* _Task statement_:
How many lines in the rows below contain the word "every"? Reply with the number alone.
═══ Recorded data
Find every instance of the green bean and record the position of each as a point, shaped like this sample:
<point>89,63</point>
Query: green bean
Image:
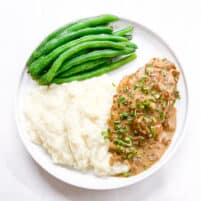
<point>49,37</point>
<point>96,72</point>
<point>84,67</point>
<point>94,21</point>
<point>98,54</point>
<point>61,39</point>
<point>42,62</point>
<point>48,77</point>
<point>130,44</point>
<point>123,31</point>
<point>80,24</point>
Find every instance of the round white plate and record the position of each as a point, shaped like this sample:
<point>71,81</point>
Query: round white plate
══════
═══ Recorded data
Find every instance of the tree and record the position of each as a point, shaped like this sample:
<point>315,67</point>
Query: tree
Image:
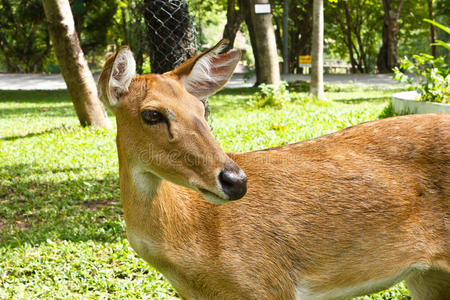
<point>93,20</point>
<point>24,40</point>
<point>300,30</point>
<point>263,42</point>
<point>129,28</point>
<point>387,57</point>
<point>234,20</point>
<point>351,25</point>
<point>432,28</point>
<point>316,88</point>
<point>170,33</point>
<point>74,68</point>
══════
* _Result of this task_:
3